Problem requirements:
Reproduce the following material exactly, including every line.

Records supplied:
• • •
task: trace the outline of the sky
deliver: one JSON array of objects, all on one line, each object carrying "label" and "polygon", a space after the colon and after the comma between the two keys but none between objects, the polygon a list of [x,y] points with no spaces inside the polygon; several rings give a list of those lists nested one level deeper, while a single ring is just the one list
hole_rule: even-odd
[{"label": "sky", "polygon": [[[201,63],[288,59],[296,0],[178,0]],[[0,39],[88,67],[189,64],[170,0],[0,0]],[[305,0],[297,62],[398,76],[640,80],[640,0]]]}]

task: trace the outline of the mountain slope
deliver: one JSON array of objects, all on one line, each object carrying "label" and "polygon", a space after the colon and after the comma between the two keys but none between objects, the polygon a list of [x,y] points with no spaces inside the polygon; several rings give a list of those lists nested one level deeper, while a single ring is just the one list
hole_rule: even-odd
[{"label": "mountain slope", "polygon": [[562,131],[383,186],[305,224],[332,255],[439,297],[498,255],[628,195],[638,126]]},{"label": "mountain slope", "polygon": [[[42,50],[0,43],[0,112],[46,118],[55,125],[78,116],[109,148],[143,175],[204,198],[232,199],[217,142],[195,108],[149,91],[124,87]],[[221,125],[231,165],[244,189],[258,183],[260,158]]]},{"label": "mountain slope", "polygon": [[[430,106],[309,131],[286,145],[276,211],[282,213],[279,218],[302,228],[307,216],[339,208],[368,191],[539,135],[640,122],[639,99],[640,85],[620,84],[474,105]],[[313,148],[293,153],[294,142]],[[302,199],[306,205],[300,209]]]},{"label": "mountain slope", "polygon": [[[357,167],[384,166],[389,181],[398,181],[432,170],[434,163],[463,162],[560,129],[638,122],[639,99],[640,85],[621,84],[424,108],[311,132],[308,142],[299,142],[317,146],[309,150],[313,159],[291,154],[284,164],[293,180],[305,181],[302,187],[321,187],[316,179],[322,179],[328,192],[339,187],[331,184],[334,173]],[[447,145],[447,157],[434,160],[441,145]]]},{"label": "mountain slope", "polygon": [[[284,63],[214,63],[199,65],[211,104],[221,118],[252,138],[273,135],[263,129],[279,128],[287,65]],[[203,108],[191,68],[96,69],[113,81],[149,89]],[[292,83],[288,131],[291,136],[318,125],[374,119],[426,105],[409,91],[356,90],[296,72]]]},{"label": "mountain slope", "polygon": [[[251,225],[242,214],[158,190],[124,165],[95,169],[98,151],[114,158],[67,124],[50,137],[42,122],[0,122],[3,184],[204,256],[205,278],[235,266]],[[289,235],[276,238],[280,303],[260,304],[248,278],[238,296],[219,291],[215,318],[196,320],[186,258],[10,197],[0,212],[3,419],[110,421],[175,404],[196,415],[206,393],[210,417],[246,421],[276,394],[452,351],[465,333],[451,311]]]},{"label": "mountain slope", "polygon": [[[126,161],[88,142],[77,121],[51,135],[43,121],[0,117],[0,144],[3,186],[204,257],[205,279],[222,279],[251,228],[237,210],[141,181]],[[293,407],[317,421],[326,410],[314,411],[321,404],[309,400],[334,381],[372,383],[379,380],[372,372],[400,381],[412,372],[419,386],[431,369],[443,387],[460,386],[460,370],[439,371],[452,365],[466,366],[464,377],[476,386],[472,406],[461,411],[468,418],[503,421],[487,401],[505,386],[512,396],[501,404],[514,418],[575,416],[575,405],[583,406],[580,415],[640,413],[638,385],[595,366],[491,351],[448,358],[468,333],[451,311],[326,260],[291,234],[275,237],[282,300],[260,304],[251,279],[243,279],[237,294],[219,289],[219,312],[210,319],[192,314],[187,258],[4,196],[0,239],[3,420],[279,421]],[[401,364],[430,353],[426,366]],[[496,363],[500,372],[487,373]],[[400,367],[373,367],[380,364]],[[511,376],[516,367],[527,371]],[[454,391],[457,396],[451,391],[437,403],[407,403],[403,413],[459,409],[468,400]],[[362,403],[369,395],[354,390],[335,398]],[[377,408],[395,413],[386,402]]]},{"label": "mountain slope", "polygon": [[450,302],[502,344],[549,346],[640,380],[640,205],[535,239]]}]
• • •
Answer to the problem:
task: trace the outline of the sky
deliver: one JSON array of objects, all on one line, each object carrying "label" and "polygon", a space after the colon and after the comma between the two keys but none between objects, the polygon a list of [x,y] points with no spaces inside the polygon; several rings give a list of those lists nested one level deeper, while a single ring is just the one list
hole_rule: even-odd
[{"label": "sky", "polygon": [[[201,63],[288,59],[296,0],[178,0]],[[0,39],[88,67],[189,64],[170,0],[0,0]],[[305,0],[297,62],[398,76],[640,80],[640,0]]]}]

task: trace the outline of the mountain slope
deliver: one JSON array of objects, all on one line, each object carrying "label" and "polygon", a space after the colon and after the comma between the two keys but none between objects, the polygon a list of [x,y] points with no spaces inside the polygon; several rings give a list of those lists nested one level deeper, while a single ring is just the one list
hole_rule: even-odd
[{"label": "mountain slope", "polygon": [[562,131],[383,186],[305,224],[332,255],[439,297],[498,255],[628,195],[638,126]]},{"label": "mountain slope", "polygon": [[[42,50],[0,43],[0,112],[46,118],[55,125],[78,116],[109,148],[143,175],[204,198],[232,199],[217,142],[195,108],[149,91],[124,87]],[[221,125],[231,165],[244,189],[258,183],[260,158]]]},{"label": "mountain slope", "polygon": [[[430,106],[309,131],[286,145],[276,211],[282,213],[279,218],[302,228],[307,216],[339,208],[368,191],[539,135],[640,122],[639,99],[640,85],[620,84],[474,105]],[[313,148],[293,153],[294,142]],[[302,199],[306,205],[300,209]]]},{"label": "mountain slope", "polygon": [[[357,167],[384,166],[389,181],[398,181],[432,170],[434,163],[463,162],[560,129],[638,122],[639,99],[640,85],[621,84],[424,108],[311,132],[308,142],[299,142],[317,146],[309,150],[313,159],[291,154],[284,164],[293,180],[305,181],[302,187],[321,187],[316,179],[322,179],[328,192],[339,187],[331,184],[334,173]],[[447,145],[447,157],[434,160],[441,145]]]},{"label": "mountain slope", "polygon": [[[284,63],[214,63],[199,65],[211,104],[221,118],[252,138],[273,135],[263,129],[279,128],[287,65]],[[203,108],[191,68],[96,69],[113,81],[149,89]],[[292,83],[288,131],[291,136],[318,125],[374,119],[426,105],[409,91],[356,90],[296,72]]]},{"label": "mountain slope", "polygon": [[[251,225],[242,214],[158,190],[124,165],[95,169],[98,151],[114,158],[67,124],[50,137],[42,122],[0,122],[3,184],[204,256],[205,278],[235,266]],[[289,235],[276,238],[280,303],[260,304],[248,278],[238,296],[219,291],[215,318],[196,320],[186,258],[10,197],[0,212],[3,419],[110,421],[175,404],[196,415],[206,393],[210,417],[246,421],[276,394],[452,351],[465,333],[451,311]]]},{"label": "mountain slope", "polygon": [[[126,161],[88,142],[77,121],[51,135],[43,121],[0,117],[0,144],[3,186],[204,257],[205,279],[222,279],[251,228],[237,210],[141,181]],[[293,407],[317,421],[326,410],[314,411],[321,404],[309,400],[334,381],[372,383],[379,380],[372,372],[400,381],[412,372],[419,386],[431,369],[443,387],[460,386],[460,370],[439,371],[452,365],[466,366],[464,377],[476,386],[472,406],[461,411],[468,418],[503,421],[487,401],[505,386],[512,396],[501,404],[514,418],[575,416],[575,405],[583,406],[580,415],[640,413],[638,385],[595,366],[491,351],[448,358],[468,333],[451,311],[326,260],[291,234],[275,237],[282,300],[260,304],[251,279],[243,279],[237,294],[219,289],[219,312],[210,319],[192,314],[187,258],[4,196],[0,239],[3,420],[279,421]],[[401,364],[430,353],[426,366]],[[496,363],[500,372],[487,373]],[[400,367],[373,367],[380,364]],[[511,376],[516,367],[527,371]],[[454,391],[457,396],[451,391],[437,403],[407,403],[403,413],[459,409],[468,400]],[[362,403],[369,395],[354,390],[335,398]],[[377,408],[395,413],[386,402]]]},{"label": "mountain slope", "polygon": [[450,302],[502,344],[549,346],[640,380],[640,205],[535,239]]}]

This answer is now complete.